Bedenklich an dieser Rechtsprechungslinie des BAG ist jedoch, dass sie dazu führt, dass Matrixmanager in diversen Betrieben gleichzeitig eingegliedert sein können. 

Die Rechtsprechung des BAG erodiert damit zunehmend den Betriebsbegriff und schafft in der Praxis einen erheblichen Arbeitsaufwand, obwohl auch Betriebsräte erfahrungsgemäß kein besonderes Interesse daran haben, sich mit Personalien zu beschäftigen, die häufig Mitglieder höherer Leitungsebenen sind und die letztlich – auch örtlich – außerhalb ihres Einwirkungsbereichs liegen. 

Kritisch zu sehen an der Entscheidung des LAG ist ferner der Wertungswiderspruch zu § 7 S. 2 BetrVG, wonach die Wahlberechtigung im Fall der Arbeitnehmerüberlassung erst nach drei Monaten entsteht. Es ist nicht überzeugend, wenn die Wahlberechtigung bei Matrixmanagern, die letztlich weniger stark in die Betriebsabläufe eingegliedert sind und in der Regel nicht vor Ort tätig sind, früher beginnen soll, zumal die meisten Matrixmanager wechselnde Teams führen. 

Unklar ist schließlich, wie sich die Rechtsprechung auf die Wählbarkeit eines Matrixmanagers in den Betriebsrat als Kehrseite des Wahlrechts auswirkt (§ 8 BetrVG). Da Matrixmanager nach dem BAG in mehreren Betrieben eingegliedert sein können, wäre folgerichtig, dass sie auch in mehreren Betrieben in den Betriebsrat gewählt werden könnten – eine mögliche Konsequenz der BAG-Rechtsprechung. 

Die Rechtsbeschwerde zum BAG ist zugelassen worden und unter dem Aktenzeichen 7 ABR 7/24 anhängig, doch vor dem Hintergrund der o.g. BAG-Entscheidung ist nicht zu erwarten, dass die gesetzten rechtlichen Maßstäbe durch das BAG gekippt werden.

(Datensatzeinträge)

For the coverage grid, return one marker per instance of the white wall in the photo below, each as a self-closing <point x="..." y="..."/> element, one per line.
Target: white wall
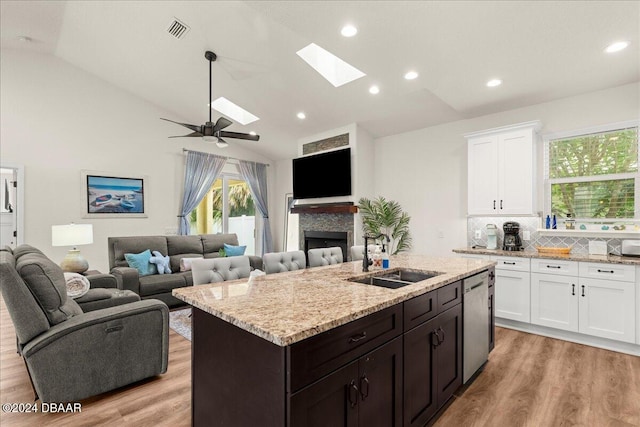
<point x="58" y="120"/>
<point x="426" y="170"/>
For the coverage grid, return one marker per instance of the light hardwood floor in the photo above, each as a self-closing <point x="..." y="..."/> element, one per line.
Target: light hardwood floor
<point x="529" y="381"/>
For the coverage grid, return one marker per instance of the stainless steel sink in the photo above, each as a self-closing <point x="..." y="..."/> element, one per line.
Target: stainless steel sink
<point x="396" y="278"/>
<point x="409" y="275"/>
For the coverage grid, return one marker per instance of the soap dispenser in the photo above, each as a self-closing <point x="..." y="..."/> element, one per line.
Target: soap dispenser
<point x="385" y="258"/>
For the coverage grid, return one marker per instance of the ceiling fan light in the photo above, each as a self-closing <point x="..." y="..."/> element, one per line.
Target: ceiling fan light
<point x="617" y="46"/>
<point x="349" y="30"/>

* Arbeitsaufträge
A: Nennen Sie alle Abkürzungen, die im Ausgangstext über Matrixmanager vorkommen, mit Ausnahme des Aktenzeichens.
B: Führen Sie den Ausgangstext über Matrixmanager nach seinem letzten Satz weiter.
Die Zeilen sind für die Aufgaben ohne Belang.

* Lösungen
A: BAG, LAG, S., BetrVG, o.g.

B:
Folgen wohl auch für nationale Konzerne

Auch wenn sich die Entscheidung des LAG auf eine unternehmensinterne Matrixstruktur bezog, dürften die angewendeten Maßstäbe auch auf unternehmensübergreifende Matrixstrukturen, z.B. in einem Konzern, übertragbar sein. Für solche Unternehmen und Konzerne bedeutet die Entscheidung, dass die Tätigkeit eines jeden Matrixmanagers anhand des Aufgabenprofils insbesondere danach zu bewerten ist, 

  • ob die Tätigkeit den Zweck eines anderen Betriebs hinreichend fördert und 
  • der Matrixmanager zumindest fachliche Weisungsbefugnisse auf dortige Arbeitnehmer ausübt,
  • ohne dass es dabei zwingend auf disziplinarische Befugnisse oder eine Tätigkeit vor Ort ankäme.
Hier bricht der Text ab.